▸ **TASK SET**
1. In the hashtag-subsetting thread, which hashtag does the poster's attempted code return a subset for?
2. Reproduce everything in the hashtag-subsetting thread from "Here is an approach" down to "in your list.".

▸ **EXCERPTED PASSAGE**

....

I am working on Twitter dataset and I haven't figure out subsetting my data according list of hashtags.
df:
rowID Hashtags
1 ogretmenemayistamujdehazirandaatama,onlarkonusurakpartiyapar
2 onlarkonusurakpartiyapar,halkinbasbakanitokatta
3 kurdish,mahabad,justiceforfarinaz,kurdistan
4 onlarkonusurakpartiyapar
5 anfal,halabja,kurdistan,kobani
6 onlarkonusurakpartiyapar
7 kurdistan
Hashtags are a character list
hashtag_list:
"onlarkonusurakpartiyapar" "kurdistan"
I tried this code but it didn't work for me;
new_df=df[df$Hashtags %in% hashtag_list,]
It can only give the subset of "onlarkonusurakpartiyapar" hashtag. I know that it looks so simple but I couldn't figure out yet even though I have looked all posts in the site. Thanks for your help.
Here is an approach that modifies yours by distinguishing characters separated by a "," to be different hashtag, and saying that the row is a match if any of those hashtags are in your list.

....

▸ **AVAILABLE DATA**

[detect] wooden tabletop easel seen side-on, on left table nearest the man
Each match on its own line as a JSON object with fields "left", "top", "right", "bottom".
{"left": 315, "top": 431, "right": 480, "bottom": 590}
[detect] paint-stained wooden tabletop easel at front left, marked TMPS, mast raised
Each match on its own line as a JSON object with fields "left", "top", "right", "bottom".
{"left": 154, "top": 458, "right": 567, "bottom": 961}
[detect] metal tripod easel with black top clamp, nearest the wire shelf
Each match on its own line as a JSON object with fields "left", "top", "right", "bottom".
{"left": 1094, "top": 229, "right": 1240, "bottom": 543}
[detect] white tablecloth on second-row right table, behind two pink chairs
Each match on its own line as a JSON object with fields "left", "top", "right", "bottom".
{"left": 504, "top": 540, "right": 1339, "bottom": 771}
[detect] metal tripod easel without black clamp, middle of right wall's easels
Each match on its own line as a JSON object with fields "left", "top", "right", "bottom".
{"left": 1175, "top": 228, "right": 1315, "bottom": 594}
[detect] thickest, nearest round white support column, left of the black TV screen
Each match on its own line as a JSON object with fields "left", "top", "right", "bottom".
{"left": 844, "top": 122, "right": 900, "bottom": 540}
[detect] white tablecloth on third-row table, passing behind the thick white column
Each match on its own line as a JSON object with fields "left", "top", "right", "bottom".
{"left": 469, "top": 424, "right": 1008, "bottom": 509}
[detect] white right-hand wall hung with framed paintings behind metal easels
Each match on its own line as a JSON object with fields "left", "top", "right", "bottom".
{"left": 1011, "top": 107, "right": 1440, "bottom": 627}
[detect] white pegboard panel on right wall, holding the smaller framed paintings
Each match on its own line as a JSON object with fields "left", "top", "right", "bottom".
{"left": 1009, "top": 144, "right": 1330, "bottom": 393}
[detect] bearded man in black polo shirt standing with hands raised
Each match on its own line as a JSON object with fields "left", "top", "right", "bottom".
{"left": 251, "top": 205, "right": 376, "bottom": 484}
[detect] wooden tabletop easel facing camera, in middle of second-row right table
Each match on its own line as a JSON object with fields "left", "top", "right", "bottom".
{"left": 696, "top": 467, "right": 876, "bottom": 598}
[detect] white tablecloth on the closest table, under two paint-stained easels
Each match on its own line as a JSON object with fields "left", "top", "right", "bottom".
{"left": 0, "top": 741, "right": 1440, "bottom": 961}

....

▸ **RESULTS BY TASK**
1. onlarkonusurakpartiyapar

2.
Here is an approach that modifies yours by distinguishing characters separated by a "," to be different hashtag, and saying that the row is a match if any of those hashtags are in your list.